> YOUR GOAL
Please quote everything from "In that case" down to "man-in-the-middle that session." in the SSH security thread.

> EXTRACT
Do I select port 22 which is the default ssh port and what, if any, options should I designate as the instructions are not clear? I would rather ask than lock out my current ssh session as I am unable to direcly log into the box.

----------

## speed_bump

Most likely your associate was referring to several known bugs in recent versions of various SSH programs. In this case, it is important to distinguish between weaknesses in the SSH protocol, and implementation bugs which can cause security problems. 

Weaknesses in a protocol are common to all programs which use that protocol for communication. In some cases, it's possible to code around those weaknesses, but at some point, no amount of ridiculous hacking will eliminate the weakness. Implementation bugs are nothing more glorified than the normal bugs we deal with daily. However, these bugs are in a security critical system which typically runs with significant privileges. If you can find a clever way of triggering the bug, you can frequently gain access to the machine. You will see this referred to with the code words "arbitrary code" which is just vendor speak for "anything the cracker wants."

Version 1 of the SSH protocol has several weaknesses at the protocol level which can lead to security problems (for the most part information leakage). In addition, there were several implementation problems which could lead to exploitation (system compromise) as well.

There have been several implementation bugs in various programs which implement the SSH 2 protocol as well. Some of these have been information leakage, others have been system exploits. All have been patched. However, I am not aware of any known (or exploitable) weaknesses in the SSH 2 protocol itself. We see regular scans for systems which are not patched.

As another poster pointed out, there are weaknesses in everything. In most cases discussions of these weaknesses start out in the theoretical realm: "If we could generate 2^96th permutations of ... then we would have a > 50% chance of discovering three bits of the key used to encrypt this data." Eventually they move into more practical range when some clever dick figures out a short cut (Yes! But, if we assume that .. and we can ... then we could 0wn you. And happily because of <obscure property foo> we can assume ... and we're clever, so we can ... so now we 0wn you) And BTW here's the proof of concept code. At which point, the paranoid smugly point out: that's why only n00bs use that protocol; switch to ...

As far as I know, we are not yet ready to switch protocols  :Smile: 

----------

## ponds

SSH2 as a protocol is fine.  If its the only protocol configured for use.  If you are set up to use both protocols through autonegotiation, even though you'll use 2 in a normal scenario, you're still screwed.

What your friend was probably talking about, and this is a huge threat, is the configuration of SSH servers and clients to allow use of SSH1 if the party they're connecting to cannot support SSH2.

In that case the attacker merely needs to man-in-the-middle the protocol declaration of a server to "SSHv1" instead of "SSHv1.99" (SSHv1.99 means "i will use 1 or 2, but prefer 2), then force the client to connect in SSHv1 and man-in-the-middle that session.

----------

> RECORD LIST
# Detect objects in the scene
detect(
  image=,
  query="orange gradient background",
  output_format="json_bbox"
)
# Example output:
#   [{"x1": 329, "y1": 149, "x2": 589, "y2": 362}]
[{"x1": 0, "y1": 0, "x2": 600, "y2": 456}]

> FINAL ANSWER
In that case the attacker merely needs to man-in-the-middle the protocol declaration of a server to "SSHv1" instead of "SSHv1.99" (SSHv1.99 means "i will use 1 or 2, but prefer 2), then force the client to connect in SSHv1 and man-in-the-middle that session.